Objective :: Edit the lines from the one containing "For the benchmark, mark every instance of the rectangular" through the end of the lines, changing "thickest part" to "widest part" and leaving everything else as it is. Return only those lines.

++++

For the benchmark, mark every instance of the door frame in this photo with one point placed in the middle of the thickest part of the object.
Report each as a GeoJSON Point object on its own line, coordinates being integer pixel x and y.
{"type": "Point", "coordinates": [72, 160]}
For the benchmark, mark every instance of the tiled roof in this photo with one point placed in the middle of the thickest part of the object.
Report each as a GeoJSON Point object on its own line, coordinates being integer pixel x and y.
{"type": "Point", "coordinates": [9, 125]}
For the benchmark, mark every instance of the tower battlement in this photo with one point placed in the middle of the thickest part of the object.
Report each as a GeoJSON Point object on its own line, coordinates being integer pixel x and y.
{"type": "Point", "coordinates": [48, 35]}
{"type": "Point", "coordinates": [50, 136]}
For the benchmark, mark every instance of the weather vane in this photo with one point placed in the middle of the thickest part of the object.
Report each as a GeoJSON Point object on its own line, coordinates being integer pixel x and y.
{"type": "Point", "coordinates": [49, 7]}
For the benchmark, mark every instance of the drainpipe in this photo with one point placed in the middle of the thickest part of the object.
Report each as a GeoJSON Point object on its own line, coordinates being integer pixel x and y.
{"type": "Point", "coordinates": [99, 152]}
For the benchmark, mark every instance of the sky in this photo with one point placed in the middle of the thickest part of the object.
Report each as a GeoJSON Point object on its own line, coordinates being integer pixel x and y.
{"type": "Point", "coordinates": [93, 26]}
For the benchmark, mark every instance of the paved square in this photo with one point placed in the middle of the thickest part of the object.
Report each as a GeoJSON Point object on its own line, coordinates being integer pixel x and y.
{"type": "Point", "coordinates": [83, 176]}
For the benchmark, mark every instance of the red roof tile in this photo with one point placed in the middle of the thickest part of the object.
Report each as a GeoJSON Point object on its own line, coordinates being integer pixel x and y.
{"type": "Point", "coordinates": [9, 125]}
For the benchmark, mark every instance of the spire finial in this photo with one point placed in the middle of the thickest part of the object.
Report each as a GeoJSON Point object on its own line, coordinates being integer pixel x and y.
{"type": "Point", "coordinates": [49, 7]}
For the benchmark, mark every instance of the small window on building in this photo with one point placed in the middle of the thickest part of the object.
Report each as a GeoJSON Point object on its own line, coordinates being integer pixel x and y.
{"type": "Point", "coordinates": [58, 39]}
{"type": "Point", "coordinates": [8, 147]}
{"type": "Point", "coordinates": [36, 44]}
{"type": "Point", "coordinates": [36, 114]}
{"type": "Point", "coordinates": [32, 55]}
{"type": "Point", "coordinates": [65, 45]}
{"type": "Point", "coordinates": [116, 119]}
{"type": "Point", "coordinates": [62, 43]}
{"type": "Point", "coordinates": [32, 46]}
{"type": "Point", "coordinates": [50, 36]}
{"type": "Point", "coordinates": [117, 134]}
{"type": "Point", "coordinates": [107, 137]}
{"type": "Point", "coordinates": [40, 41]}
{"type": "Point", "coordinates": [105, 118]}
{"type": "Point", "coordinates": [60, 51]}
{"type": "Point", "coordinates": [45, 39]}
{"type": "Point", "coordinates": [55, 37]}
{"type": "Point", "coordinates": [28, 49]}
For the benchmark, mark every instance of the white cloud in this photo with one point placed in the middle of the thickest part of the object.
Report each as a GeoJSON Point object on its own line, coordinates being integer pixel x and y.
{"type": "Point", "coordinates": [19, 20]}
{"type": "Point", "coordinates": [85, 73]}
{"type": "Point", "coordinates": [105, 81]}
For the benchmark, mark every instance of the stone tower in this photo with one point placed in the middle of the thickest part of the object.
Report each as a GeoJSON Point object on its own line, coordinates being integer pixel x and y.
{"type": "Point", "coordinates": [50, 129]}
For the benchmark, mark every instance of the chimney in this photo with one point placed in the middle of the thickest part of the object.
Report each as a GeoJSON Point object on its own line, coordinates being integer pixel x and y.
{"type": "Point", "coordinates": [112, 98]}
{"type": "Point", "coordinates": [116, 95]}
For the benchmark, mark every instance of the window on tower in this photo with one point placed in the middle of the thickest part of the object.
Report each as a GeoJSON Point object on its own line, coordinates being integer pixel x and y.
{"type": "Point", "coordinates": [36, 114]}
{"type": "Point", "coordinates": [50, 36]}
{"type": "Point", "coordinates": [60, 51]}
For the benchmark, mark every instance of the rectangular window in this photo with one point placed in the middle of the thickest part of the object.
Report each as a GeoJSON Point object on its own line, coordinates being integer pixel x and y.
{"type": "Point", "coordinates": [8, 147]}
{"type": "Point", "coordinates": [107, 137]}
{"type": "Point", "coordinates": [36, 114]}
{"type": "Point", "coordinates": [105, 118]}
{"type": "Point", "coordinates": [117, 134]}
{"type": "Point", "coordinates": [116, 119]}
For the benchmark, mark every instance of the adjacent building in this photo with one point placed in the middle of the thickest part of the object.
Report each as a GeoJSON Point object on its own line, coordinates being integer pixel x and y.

++++

Response to the exercise ::
For the benchmark, mark every instance of the rectangular window in this photo with one point placed in the middle of the widest part of the object.
Report each as a GeoJSON Point object on its own line, coordinates being integer pixel x and y.
{"type": "Point", "coordinates": [8, 147]}
{"type": "Point", "coordinates": [107, 137]}
{"type": "Point", "coordinates": [36, 114]}
{"type": "Point", "coordinates": [105, 118]}
{"type": "Point", "coordinates": [117, 134]}
{"type": "Point", "coordinates": [116, 119]}
For the benchmark, mark every instance of the adjacent building in this photo with one point placed in the middle of the widest part of the object.
Report each as a GeoJSON Point object on its own line, coordinates being integer pixel x and y.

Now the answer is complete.